(Dataset entries)
------
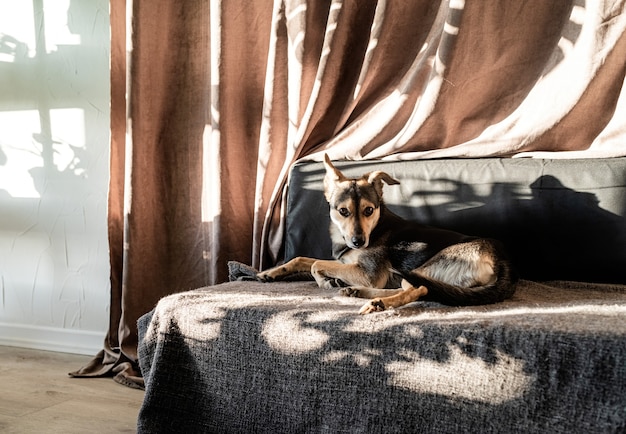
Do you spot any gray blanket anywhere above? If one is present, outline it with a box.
[138,280,626,433]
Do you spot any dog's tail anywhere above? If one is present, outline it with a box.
[400,261,518,306]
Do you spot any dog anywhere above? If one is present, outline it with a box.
[257,155,518,314]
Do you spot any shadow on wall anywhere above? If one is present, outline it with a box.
[0,0,110,330]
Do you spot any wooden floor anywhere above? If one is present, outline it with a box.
[0,346,144,434]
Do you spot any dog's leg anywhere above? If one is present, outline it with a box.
[359,280,428,315]
[339,286,404,299]
[256,256,317,282]
[311,260,386,289]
------
Extract every line of the items above that contains the string "spot", with letter case taken into account.

Do you spot any gray blanket anywhere above? If one is present, outline it with a box.
Do you spot any dog's tail anywhere above? If one is present, outline it with a box.
Do you spot any dog anywhere above? If one is present, outline it with a box.
Do you spot any shadow on wall anywhere above? If one is present, outline it with a box.
Do you spot any wooden floor anywhere above? If one is present, outline it with a box.
Do you spot any dog's leg anywhere above? If one is present, outline it with a box.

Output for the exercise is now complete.